"""

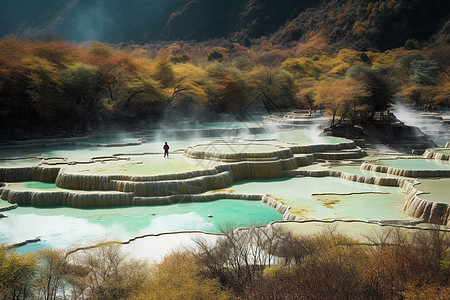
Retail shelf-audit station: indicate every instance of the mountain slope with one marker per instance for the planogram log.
(359, 24)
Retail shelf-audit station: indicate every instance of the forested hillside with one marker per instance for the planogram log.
(60, 88)
(365, 24)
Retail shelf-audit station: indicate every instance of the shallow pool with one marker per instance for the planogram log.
(416, 164)
(61, 227)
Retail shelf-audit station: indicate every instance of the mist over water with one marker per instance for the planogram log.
(430, 123)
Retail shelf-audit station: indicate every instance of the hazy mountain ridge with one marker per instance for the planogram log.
(382, 24)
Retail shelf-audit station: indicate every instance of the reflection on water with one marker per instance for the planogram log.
(371, 202)
(59, 227)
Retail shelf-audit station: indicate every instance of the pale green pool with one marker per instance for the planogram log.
(416, 164)
(61, 227)
(366, 202)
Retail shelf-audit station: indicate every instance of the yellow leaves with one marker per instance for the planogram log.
(178, 277)
(193, 80)
(360, 27)
(100, 49)
(16, 271)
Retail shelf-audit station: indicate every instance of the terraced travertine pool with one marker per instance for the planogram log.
(63, 226)
(331, 198)
(416, 164)
(313, 197)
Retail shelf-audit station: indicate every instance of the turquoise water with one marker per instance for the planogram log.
(354, 200)
(61, 227)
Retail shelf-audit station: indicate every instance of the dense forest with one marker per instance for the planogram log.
(351, 58)
(394, 263)
(356, 24)
(62, 88)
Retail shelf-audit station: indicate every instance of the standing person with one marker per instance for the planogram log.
(166, 149)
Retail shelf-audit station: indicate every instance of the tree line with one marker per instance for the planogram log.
(254, 263)
(61, 88)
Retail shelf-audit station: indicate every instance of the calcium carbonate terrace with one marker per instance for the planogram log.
(241, 174)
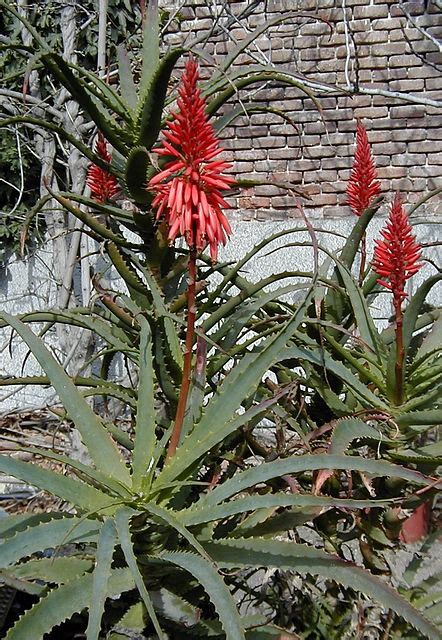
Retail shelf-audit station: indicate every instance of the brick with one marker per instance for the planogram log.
(433, 83)
(372, 37)
(424, 72)
(409, 33)
(391, 149)
(409, 134)
(335, 187)
(412, 8)
(435, 158)
(269, 142)
(379, 136)
(282, 201)
(373, 63)
(281, 154)
(408, 111)
(304, 165)
(387, 123)
(266, 190)
(389, 23)
(243, 167)
(270, 165)
(392, 172)
(319, 152)
(334, 163)
(363, 51)
(407, 85)
(312, 189)
(404, 61)
(371, 112)
(339, 114)
(409, 160)
(389, 48)
(317, 54)
(429, 146)
(282, 55)
(375, 11)
(258, 154)
(326, 199)
(315, 29)
(305, 42)
(319, 127)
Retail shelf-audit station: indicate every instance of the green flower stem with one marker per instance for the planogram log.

"""

Given instruction:
Exactly the lines from the one containing "of the calcium" to the final line of the entries are wanted; please write them out, both ends included, but not the pictures.

Final answer:
Retail shelf-audit station: indicate every instance of the calcium carbonate terrace with one marker per instance for the planogram log.
(241, 174)
Retail shelf-audit station: indicate every instance of the brick with one marker per instance for the planogram log.
(433, 83)
(372, 37)
(424, 72)
(409, 33)
(391, 149)
(409, 134)
(335, 187)
(412, 8)
(435, 158)
(269, 142)
(379, 136)
(282, 201)
(373, 63)
(281, 154)
(408, 111)
(304, 165)
(387, 123)
(266, 190)
(389, 23)
(243, 167)
(270, 165)
(392, 172)
(319, 152)
(334, 163)
(363, 51)
(407, 85)
(312, 189)
(404, 61)
(371, 112)
(339, 114)
(409, 160)
(389, 48)
(317, 54)
(429, 146)
(282, 55)
(375, 11)
(258, 154)
(326, 199)
(315, 29)
(305, 42)
(319, 127)
Retail shelf-audit station: indicate every instance of the green flower stem with one marker per instance for the planogram log.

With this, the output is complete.